**BRIEF**
Report, word for word, every line of the material that contains "mark".

***** DATA EXTRACT *****

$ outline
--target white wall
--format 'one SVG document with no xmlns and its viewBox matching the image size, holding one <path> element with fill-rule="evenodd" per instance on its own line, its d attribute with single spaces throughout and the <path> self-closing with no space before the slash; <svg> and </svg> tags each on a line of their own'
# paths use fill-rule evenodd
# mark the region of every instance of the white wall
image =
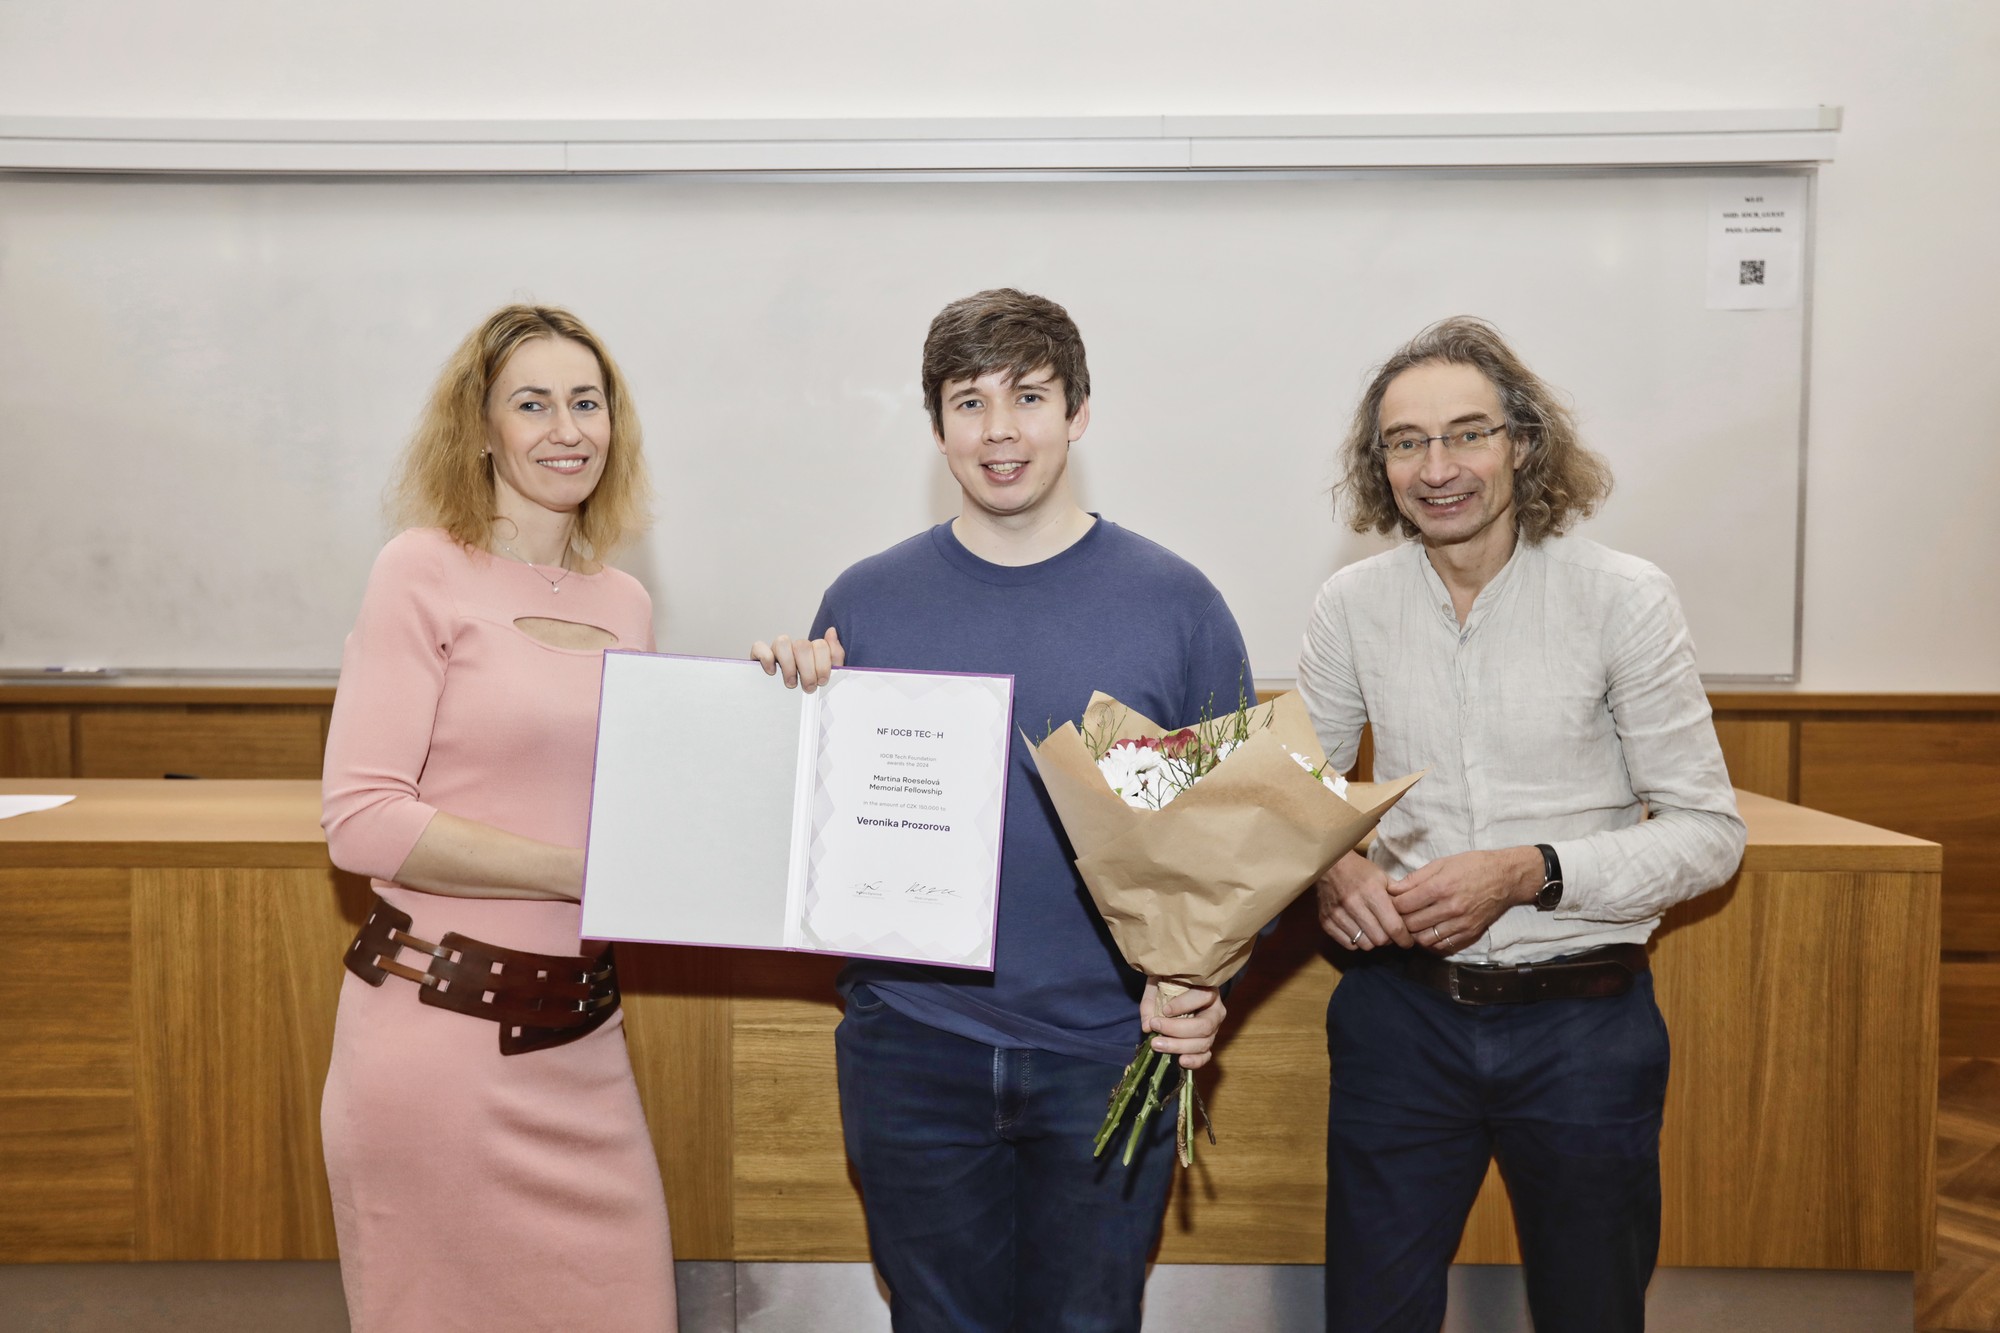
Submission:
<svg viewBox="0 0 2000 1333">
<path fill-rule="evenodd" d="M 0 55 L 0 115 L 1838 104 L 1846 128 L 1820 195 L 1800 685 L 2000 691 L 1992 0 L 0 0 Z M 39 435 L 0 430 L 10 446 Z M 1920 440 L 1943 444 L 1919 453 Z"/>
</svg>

*****
***** DATA EXTRACT *****

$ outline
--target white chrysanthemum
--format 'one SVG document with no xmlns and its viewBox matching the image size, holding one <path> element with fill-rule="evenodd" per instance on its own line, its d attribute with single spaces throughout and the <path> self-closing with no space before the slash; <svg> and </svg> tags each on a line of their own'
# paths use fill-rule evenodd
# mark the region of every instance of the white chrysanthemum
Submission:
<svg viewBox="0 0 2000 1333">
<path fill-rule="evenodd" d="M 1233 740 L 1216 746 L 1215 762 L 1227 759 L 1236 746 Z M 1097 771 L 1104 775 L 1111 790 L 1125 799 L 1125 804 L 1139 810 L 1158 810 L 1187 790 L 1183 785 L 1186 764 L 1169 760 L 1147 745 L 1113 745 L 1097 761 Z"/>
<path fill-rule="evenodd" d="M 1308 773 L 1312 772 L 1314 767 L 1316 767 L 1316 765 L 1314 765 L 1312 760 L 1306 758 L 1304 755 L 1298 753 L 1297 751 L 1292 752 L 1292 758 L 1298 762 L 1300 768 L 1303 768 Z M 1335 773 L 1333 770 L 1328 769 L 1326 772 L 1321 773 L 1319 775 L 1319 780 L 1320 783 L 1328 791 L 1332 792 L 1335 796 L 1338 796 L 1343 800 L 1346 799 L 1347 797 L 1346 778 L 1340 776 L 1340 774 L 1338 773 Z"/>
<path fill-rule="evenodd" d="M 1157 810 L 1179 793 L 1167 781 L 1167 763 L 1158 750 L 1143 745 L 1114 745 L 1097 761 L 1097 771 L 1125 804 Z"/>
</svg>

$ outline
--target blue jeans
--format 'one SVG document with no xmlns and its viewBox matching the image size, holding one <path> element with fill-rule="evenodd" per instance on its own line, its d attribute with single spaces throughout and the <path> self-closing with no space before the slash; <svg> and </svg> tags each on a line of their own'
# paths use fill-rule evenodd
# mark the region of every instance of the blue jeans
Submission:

*****
***** DATA EXTRACT *****

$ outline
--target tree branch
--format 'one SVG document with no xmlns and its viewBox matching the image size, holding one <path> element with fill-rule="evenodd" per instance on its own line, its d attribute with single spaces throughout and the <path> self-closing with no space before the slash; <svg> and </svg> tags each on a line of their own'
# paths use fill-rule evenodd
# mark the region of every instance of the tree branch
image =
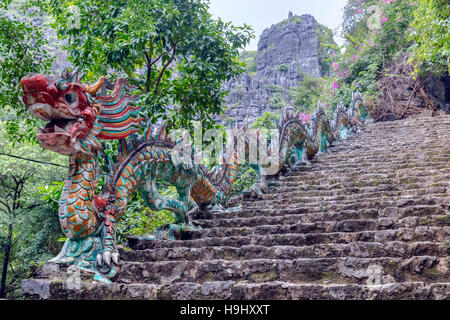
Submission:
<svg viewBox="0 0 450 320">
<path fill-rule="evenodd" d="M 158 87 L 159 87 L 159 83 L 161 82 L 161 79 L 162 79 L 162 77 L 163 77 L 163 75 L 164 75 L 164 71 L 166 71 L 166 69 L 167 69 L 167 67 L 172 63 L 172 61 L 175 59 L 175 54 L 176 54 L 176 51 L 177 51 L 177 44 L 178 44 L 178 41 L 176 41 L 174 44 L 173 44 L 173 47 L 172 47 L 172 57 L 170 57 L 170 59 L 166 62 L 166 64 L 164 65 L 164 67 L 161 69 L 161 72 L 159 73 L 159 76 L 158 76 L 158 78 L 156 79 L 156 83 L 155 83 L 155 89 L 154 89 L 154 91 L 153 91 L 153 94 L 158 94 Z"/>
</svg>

*****

**RESULT OF THIS EXERCISE**
# mark the region of every instance of the white wall
# mark the region of every instance of the white chrysanthemum
# mark the region of every instance of the blue jeans
# mark the region of every instance of the tree branch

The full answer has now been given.